─── PROVIDED DATA ───

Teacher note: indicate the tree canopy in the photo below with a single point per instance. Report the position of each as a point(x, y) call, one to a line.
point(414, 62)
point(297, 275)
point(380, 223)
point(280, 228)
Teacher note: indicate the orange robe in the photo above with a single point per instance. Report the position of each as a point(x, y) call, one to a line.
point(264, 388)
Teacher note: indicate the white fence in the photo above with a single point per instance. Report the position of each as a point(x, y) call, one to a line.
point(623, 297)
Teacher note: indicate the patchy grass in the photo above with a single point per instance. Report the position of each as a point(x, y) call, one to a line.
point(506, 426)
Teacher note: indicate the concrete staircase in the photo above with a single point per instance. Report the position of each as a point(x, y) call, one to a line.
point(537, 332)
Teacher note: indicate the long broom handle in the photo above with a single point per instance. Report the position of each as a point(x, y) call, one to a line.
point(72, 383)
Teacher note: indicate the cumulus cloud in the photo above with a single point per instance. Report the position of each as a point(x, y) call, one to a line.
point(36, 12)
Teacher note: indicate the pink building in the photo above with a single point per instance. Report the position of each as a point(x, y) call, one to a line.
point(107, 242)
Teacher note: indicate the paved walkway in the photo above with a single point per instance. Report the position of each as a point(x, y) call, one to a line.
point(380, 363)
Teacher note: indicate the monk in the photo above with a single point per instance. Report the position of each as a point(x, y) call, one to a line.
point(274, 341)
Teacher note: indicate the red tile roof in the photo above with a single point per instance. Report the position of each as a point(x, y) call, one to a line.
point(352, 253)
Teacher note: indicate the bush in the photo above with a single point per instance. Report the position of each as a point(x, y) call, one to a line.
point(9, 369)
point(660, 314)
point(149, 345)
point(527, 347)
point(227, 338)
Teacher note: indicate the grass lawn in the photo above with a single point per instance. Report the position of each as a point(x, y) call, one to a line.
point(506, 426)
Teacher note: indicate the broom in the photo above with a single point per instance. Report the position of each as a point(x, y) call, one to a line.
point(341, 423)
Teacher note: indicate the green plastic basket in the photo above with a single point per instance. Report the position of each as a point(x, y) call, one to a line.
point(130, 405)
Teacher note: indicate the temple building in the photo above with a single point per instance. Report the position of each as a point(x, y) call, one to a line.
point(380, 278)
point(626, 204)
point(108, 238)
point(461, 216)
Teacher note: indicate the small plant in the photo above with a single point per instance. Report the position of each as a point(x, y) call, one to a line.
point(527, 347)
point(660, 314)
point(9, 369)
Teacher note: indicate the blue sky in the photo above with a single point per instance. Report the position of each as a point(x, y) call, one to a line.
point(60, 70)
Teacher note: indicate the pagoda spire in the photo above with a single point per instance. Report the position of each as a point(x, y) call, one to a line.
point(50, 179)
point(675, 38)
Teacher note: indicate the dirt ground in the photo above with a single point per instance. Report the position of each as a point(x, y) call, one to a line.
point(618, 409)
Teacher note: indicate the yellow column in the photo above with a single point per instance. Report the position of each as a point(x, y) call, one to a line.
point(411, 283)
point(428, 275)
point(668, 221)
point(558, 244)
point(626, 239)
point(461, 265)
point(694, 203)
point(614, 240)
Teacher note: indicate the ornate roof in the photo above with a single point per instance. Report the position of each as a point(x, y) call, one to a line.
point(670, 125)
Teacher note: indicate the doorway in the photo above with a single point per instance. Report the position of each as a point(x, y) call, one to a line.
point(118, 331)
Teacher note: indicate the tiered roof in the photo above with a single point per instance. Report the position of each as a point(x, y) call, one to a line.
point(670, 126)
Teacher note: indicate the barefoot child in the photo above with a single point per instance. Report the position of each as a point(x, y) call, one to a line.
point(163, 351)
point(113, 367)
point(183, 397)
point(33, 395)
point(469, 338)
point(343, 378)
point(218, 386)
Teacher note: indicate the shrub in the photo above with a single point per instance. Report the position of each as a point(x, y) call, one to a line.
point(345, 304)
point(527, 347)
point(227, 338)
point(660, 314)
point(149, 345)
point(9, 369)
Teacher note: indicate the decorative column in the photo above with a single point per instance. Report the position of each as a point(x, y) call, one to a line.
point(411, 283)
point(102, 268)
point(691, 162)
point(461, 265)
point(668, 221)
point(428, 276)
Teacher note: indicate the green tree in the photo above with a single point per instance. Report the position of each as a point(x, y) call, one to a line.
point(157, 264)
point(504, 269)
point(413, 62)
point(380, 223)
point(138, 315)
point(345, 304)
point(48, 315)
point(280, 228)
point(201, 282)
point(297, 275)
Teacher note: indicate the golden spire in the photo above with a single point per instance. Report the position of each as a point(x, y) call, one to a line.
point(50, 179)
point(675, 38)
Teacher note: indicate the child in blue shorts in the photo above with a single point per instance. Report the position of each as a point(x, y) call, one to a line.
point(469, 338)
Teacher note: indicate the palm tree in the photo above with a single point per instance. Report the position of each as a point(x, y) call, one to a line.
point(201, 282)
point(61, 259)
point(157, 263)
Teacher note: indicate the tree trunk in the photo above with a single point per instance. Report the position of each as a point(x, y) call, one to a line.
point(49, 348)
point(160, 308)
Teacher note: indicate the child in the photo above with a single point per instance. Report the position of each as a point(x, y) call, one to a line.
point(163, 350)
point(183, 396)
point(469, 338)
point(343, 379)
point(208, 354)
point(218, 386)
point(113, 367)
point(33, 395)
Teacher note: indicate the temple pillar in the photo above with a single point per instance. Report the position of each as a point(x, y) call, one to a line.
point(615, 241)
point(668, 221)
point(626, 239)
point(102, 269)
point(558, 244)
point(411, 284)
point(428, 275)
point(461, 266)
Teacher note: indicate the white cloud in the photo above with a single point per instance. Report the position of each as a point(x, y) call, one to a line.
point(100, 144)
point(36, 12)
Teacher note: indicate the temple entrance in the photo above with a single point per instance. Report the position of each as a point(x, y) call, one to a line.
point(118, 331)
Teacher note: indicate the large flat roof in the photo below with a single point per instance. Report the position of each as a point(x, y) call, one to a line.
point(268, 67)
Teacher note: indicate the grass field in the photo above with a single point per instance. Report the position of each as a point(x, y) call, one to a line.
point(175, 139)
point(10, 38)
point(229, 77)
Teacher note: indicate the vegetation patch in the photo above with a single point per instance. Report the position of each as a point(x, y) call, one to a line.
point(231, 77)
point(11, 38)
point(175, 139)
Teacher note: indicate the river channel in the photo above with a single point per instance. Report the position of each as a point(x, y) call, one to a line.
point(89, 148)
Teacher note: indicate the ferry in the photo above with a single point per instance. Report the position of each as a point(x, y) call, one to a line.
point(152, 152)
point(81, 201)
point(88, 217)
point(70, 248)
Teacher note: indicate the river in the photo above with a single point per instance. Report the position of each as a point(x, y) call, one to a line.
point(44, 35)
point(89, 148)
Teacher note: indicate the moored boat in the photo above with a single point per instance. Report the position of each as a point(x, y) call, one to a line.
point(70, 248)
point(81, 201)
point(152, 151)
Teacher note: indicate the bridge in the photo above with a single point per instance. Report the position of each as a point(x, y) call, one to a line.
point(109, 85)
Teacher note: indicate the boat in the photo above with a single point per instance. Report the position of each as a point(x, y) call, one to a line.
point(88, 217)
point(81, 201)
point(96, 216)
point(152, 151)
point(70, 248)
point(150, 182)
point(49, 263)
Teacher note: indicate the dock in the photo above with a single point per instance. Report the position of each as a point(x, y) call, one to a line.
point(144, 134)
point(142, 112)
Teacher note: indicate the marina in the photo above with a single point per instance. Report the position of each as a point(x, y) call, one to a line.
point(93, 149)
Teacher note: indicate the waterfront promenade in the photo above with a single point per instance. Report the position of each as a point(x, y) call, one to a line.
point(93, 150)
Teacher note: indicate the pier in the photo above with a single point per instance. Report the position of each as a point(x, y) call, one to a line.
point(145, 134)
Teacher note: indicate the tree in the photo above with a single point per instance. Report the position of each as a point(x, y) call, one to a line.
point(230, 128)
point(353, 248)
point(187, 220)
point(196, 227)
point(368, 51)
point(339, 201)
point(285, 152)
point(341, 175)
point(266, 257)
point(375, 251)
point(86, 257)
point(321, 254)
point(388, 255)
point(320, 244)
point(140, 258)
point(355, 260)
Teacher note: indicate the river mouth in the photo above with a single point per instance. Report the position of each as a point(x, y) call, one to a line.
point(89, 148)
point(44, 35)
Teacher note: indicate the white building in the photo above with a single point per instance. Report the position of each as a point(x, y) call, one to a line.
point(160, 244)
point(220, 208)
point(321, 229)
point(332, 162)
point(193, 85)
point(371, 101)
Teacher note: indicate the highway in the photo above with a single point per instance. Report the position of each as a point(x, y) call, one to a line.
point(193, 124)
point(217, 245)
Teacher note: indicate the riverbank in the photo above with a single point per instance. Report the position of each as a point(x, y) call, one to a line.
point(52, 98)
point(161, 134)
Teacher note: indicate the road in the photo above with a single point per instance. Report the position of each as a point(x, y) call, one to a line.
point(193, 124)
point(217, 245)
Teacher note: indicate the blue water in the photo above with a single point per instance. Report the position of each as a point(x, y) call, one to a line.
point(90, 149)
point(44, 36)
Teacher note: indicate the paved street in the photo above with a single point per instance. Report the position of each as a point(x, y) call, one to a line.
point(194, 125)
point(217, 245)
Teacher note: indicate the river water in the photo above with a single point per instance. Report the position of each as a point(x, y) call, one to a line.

───

Update the records from the line with "Teacher note: indicate the grass lawn" to the line with "point(341, 423)" by changing "broom" to "rake" and keeping everything else the same. Return only those lines.

Teacher note: indicate the grass lawn in the photo above with a single point per instance. Report the position of each as a point(x, y) call, one to a line.
point(506, 426)
Teacher note: indicate the rake in the photo above with a single point per instance. Report the position of each as a point(x, y) call, one to a line.
point(341, 423)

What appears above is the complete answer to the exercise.